▶ _What the task asks_
Going through the entries below, work out how many lines have the string "prompts" in them. Give the number and nothing more.

▬▬▬▬▬▬

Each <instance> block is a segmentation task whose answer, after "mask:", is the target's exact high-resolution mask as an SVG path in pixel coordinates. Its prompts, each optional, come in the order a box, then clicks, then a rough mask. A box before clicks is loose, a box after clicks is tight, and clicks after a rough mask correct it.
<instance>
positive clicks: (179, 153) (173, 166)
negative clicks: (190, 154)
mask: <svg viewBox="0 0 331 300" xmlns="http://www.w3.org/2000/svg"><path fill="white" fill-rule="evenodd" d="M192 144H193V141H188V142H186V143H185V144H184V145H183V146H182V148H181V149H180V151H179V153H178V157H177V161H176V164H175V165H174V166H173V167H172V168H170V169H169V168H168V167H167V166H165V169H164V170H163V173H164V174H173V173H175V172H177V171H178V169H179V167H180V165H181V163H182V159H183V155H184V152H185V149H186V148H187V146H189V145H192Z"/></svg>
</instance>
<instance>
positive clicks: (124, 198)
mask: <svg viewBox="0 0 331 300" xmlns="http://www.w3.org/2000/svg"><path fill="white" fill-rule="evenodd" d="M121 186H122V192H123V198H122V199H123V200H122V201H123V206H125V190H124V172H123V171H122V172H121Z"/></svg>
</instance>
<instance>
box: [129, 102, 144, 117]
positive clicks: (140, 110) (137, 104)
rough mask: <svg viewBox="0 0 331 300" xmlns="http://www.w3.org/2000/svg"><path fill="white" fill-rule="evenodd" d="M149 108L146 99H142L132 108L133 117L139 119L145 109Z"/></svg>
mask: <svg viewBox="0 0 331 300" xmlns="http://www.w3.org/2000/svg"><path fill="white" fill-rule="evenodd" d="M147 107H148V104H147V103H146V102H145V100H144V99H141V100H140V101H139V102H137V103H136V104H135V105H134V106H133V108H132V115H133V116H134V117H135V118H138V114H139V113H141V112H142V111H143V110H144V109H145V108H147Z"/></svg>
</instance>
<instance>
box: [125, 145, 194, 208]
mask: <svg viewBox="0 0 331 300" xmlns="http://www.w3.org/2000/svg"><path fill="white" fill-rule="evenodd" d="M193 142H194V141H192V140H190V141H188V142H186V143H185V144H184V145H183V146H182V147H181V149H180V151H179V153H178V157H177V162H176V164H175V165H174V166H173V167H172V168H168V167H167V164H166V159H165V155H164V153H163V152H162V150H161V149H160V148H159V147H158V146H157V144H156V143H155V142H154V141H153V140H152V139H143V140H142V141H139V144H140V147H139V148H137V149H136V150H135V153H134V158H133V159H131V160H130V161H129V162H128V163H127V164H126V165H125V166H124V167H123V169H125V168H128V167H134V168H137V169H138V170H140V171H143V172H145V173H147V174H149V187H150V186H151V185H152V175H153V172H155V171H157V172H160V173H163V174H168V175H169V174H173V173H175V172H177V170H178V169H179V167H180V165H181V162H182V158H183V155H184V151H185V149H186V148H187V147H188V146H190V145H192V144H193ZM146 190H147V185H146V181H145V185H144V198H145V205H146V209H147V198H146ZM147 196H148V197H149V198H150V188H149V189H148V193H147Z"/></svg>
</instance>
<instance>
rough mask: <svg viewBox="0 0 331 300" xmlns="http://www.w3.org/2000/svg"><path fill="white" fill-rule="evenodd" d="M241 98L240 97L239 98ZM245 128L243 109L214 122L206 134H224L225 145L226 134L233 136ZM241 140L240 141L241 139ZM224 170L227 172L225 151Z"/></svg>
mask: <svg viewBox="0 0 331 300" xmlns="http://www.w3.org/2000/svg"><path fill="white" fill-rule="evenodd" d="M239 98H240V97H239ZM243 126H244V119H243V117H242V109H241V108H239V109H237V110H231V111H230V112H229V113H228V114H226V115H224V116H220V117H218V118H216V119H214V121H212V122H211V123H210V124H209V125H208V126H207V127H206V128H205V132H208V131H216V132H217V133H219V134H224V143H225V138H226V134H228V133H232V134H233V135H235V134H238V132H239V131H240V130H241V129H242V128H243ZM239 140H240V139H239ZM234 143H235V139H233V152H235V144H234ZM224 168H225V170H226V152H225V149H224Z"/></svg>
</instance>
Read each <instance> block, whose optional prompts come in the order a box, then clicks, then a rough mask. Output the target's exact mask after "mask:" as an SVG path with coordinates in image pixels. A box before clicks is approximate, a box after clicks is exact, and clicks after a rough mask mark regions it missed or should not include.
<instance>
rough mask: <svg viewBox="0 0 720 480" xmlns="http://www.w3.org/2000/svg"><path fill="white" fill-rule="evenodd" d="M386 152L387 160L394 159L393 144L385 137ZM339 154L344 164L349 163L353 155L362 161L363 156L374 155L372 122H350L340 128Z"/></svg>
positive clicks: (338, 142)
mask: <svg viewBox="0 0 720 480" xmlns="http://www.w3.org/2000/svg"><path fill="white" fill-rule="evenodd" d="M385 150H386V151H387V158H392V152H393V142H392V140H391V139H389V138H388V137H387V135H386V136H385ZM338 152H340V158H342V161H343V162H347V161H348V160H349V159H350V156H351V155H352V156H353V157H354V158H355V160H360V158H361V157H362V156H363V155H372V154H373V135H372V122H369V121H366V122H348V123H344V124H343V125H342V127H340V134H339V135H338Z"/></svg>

▬▬▬▬▬▬

▶ _Exercise solution_
2